While Wang applauds the restaurants for their efforts, she said the ROC government has played a key role in sowing the seeds of change. The Ministry of the Interior passed a drafted amendment last August stipulating that existing restaurants larger than 300 square meters require facilities to accommodate the disabled, she added.

“But many restaurants are less than 300 square meters and exempt from this law,” Wang said. “It is important to educate the public that the minimal cost and inconvenience in making a restaurant more accessible to people with disabilities is worth the effort.”

Under the project, the charities trained 10 physically challenged volunteers and had them inspect restaurants’ accessibility, as well as rate them in private on the basis of criteria such as access for wheelchairs, automatic or sliding doors, elevators, disabled lavatories, special menus for the visually challenged and ease of ordering for the hearing impaired.

The 55 restaurants, ranging from cafes to Chinese, Italian, Japanese and Thai eateries, stood out for their progress toward full accessibility and adoption of best practices, Wang said, adding that after dining the inspectors would reveal the purpose of their visit and advise restaurants on how to take their service up a notch.

“Instead of criticism, we hope this advice will encourage restaurants to identify and remove barriers, accommodating customers with disabilities on par with the rest of us,” Wang said.

Echoing Wang’s remarks, Serena Wu, managing director of the board and founder of Taiwan Foundation for Rare Disorders, told Taiwan Today in a telephone interview Jan. 8 that people with disabilities face difficulty dining out as a result of the public’s lack of understanding of their needs. “For those in wheelchairs, a single step could mean they have no hope of getting to the dining area.”

Wu said she came up with the idea of promoting all-inclusive restaurants because dining out is an important social activity and the easiest way of forging memories with close friends and family members. “This experience contributes to helping those with disabilities improve their mental and physical well-being.”

According to Wu, the initiative also encompasses seniors, parents with toddlers, expecting mothers and those with injuries, a group accounting for at least 4.7 million of Taiwan’s total population.

■ **DATA SUPPLIED**:
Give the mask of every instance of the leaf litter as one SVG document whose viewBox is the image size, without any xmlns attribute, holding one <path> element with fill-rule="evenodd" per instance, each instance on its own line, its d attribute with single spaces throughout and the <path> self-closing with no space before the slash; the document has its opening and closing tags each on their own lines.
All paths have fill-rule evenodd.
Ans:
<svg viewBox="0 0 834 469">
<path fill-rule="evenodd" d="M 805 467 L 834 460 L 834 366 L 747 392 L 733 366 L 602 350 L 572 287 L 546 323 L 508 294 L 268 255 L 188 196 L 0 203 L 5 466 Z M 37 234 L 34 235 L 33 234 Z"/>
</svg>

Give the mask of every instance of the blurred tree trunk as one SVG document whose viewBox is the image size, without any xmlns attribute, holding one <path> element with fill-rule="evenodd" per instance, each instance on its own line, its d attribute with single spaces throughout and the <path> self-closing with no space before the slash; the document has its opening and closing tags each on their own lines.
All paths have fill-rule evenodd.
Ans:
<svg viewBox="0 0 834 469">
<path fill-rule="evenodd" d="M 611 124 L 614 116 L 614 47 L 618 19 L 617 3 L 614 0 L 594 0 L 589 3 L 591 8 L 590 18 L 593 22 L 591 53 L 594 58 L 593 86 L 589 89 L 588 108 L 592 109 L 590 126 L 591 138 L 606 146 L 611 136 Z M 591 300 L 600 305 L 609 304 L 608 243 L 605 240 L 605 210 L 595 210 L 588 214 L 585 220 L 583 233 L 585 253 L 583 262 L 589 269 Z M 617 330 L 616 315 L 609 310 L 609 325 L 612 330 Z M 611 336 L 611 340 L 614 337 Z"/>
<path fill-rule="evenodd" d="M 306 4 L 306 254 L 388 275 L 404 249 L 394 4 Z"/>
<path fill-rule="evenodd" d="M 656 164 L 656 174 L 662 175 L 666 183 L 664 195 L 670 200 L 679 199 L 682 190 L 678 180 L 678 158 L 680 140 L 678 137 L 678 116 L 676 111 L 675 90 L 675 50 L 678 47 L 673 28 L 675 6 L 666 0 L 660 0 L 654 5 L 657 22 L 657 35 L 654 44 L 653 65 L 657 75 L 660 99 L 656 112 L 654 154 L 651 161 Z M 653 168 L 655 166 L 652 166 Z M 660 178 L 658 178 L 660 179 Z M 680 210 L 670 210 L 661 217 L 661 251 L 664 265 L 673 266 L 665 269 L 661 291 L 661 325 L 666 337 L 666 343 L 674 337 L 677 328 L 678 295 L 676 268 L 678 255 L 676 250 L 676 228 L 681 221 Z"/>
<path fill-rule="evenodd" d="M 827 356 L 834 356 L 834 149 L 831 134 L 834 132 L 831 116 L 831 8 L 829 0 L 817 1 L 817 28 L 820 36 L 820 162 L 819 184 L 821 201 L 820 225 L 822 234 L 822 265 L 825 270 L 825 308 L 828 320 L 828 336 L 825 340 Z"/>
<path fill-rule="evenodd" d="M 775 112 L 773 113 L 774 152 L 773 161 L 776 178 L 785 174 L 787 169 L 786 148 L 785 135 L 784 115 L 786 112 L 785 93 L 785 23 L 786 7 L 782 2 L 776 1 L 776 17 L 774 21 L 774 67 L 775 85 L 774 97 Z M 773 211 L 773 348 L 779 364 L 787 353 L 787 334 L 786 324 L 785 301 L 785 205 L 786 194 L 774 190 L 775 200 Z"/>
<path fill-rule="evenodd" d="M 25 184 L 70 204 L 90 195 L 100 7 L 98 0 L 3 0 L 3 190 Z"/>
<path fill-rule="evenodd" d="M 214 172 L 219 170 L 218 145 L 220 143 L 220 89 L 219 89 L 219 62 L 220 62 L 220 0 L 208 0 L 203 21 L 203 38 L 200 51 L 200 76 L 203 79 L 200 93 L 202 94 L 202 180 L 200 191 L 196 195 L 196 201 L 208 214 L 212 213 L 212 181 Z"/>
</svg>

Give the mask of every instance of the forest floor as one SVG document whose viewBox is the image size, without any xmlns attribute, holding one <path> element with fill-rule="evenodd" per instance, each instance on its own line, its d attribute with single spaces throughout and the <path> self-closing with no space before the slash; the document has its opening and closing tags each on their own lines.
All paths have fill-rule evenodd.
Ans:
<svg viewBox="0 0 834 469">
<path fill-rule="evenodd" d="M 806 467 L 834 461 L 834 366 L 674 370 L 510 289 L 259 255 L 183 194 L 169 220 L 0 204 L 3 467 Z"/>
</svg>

■ **TASK TO COMPLETE**: Pick up the article on accessible restaurants for diners with disabilities in Taiwan, located above the data, and extend it past its final sentence.

■ **ANSWER TO THE TASK**:
“How a city and country treat its challenged members of society is an important indicator of social progress and overall happiness,” Wu said. “The public and private sectors in Taiwan have worked wonders in making the country friendlier for such people, but fineness and depth are equally important characters when it comes to social education.”

Wu holds that for any similar project to succeed, the public must be encouraged to participate and identify with the idea. “After a period of time, it will grow and become a habit, eventually forming part of the culture.

“This progress takes time but Taiwan people have big hearts,” she said, lavishing praise on Wang and her team’s efforts in making the project a reality, as well as Lin Chong-wey, assistant professor of National Chiao Tung University’s Department of Communications and Technology, for his contribution.

Lin, who also doubles as director of the NCTU Digital Creativity and Marketing Strategy Laboratory, said the Love Michelin Taipei guide and app help local residents and overseas tourists enjoy friendly dining services in Taipei and improve the city’s quality of life.

“There are thousands of restaurant guide apps in Taiwan, but none of them is designed for people with disabilities,” Lin said. “The Love Michelin app is an a la carte product that gives people real dining options.”

Categorizing restaurants in the categories of cuisine, particular disabled access and proximity to Taipei Metro routes, the app also provides restaurant information comprising address, phone number, photos, street-view, GPS-navigated maps, websites, and the team’s evaluation on handicap friendliness.

Since its launch in October 2012, the Chinese-language app has more than 10,000 downloads and won several awards, including the International ICT Innovative Services Contest and Taipei International Digital Content Awards.

The app received glowing reviews from overseas visitors, who used it when traveling in Taiwan, Lin said, describing Love Michelin Taipei as an innovative social platform that trains and recruits handicapped volunteers to work as inspectors, encouraging and inspiring them to embrace new possibilities in their lives and career.

“Our approach acknowledges that those in need understand their situations the best and can perform invaluable work in educating the broader community,” he said. “This also extends to our rapidly growing seniors’ demographic.”

The latest MOI statistics showed there were 2.58 million seniors in Taiwan as of last October, accounting for 11 percent of the total population. The ministry estimates that this number will hit 14 percent by 2018 and 20 percent by 2025.

Lin said his team, comprising seven NCTU students, has decided to build the app into a social business model and expand the number of featured restaurants to 1,000 in Taipei City this year. They are also looking to roll the project out in other cities Taiwanwide and boost coverage, he added.

“This is a long-term commitment rather than one-time effort,” Lin said. “I’m really proud of my students who are giving so much to the initiative and improving the lives of others.” (JSM)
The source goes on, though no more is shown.